> TO DO:
Reproduce word for word the part of the records that opens with the line containing "Put a dot on every instance of the white plastic" and runs through the end of the records, including both ends.

Dataset records:
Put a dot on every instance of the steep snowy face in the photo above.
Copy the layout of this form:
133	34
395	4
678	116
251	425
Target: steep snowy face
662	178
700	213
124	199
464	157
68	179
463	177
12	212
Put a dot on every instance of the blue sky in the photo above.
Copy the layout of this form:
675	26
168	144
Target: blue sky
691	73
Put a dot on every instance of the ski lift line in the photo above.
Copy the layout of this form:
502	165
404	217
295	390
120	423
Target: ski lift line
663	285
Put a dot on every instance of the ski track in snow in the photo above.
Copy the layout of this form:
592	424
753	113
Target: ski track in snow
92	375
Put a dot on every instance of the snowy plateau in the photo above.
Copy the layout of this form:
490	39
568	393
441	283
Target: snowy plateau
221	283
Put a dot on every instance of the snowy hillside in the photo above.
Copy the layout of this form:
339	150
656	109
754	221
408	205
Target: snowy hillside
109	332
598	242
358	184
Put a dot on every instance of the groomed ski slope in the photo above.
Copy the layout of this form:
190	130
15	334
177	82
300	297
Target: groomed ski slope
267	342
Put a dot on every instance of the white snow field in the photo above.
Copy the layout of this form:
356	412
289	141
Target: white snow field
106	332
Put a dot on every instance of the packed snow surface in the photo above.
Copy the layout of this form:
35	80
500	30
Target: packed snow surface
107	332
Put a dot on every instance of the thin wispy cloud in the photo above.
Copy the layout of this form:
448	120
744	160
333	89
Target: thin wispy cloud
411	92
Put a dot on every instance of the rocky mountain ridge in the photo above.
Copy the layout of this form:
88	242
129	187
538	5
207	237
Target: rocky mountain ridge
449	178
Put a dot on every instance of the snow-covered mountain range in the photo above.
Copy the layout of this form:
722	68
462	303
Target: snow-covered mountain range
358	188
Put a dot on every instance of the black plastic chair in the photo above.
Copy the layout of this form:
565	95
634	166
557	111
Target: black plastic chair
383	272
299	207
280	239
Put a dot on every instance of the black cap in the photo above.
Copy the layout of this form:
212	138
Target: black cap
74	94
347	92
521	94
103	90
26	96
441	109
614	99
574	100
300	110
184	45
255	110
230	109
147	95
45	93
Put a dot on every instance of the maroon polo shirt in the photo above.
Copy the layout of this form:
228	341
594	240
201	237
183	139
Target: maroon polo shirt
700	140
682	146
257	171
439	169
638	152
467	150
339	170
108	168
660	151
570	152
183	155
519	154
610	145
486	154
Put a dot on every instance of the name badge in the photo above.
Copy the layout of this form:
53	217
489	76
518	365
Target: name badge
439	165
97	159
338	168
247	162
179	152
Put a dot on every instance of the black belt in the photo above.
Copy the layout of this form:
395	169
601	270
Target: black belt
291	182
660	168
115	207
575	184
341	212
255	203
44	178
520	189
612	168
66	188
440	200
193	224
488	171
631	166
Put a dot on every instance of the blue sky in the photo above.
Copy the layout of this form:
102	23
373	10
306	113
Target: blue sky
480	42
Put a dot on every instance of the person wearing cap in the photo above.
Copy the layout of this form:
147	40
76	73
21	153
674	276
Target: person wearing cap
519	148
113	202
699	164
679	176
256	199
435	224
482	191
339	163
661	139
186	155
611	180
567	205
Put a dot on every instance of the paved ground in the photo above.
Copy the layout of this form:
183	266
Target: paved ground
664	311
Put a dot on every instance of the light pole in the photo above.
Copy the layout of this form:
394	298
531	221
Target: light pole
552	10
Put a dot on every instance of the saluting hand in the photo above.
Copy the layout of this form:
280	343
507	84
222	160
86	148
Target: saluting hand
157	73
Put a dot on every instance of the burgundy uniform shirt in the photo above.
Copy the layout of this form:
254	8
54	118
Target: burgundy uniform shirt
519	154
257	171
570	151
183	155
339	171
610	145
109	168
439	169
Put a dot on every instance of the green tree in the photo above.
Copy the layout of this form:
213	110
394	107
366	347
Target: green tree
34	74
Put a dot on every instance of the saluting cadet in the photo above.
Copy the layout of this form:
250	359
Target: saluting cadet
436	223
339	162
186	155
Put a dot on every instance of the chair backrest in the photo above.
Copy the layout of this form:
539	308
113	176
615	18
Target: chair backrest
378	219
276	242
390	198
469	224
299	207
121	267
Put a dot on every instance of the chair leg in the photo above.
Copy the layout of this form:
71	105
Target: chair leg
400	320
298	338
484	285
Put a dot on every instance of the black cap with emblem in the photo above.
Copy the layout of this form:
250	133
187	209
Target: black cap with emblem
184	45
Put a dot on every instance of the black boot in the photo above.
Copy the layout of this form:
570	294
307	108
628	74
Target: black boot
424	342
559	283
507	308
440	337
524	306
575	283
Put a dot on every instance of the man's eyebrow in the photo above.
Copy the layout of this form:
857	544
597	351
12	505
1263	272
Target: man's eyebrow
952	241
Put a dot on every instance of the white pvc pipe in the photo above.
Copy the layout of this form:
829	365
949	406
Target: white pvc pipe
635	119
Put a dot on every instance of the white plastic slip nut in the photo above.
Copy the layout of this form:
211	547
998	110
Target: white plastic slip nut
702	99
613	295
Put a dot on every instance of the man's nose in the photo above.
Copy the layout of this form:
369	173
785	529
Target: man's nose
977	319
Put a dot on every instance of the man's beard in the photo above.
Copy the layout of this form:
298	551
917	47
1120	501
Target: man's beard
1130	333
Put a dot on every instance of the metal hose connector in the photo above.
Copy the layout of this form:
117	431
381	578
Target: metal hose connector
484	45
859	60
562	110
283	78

> RESULT FOR THIS EXERCISE:
Put a dot on every instance of the white plastic slip nut in the photo above.
Copy the layout of this form:
211	547
998	110
Target: white plastic slip nut
702	99
613	295
Put a dot on every instance of the man's nose in the photo above.
Copy the layout of this form:
369	173
785	529
Target: man's nose
977	319
Put a dot on every instance of the man's beard in the photo above.
Copy the layout of this form:
298	551
917	47
1120	501
Target: man's beard
1130	333
Put a dot on every instance of the metal hose connector in the photo above.
Copy the layout of this form:
117	431
381	578
Target: metal hose connector
484	45
859	60
562	110
283	78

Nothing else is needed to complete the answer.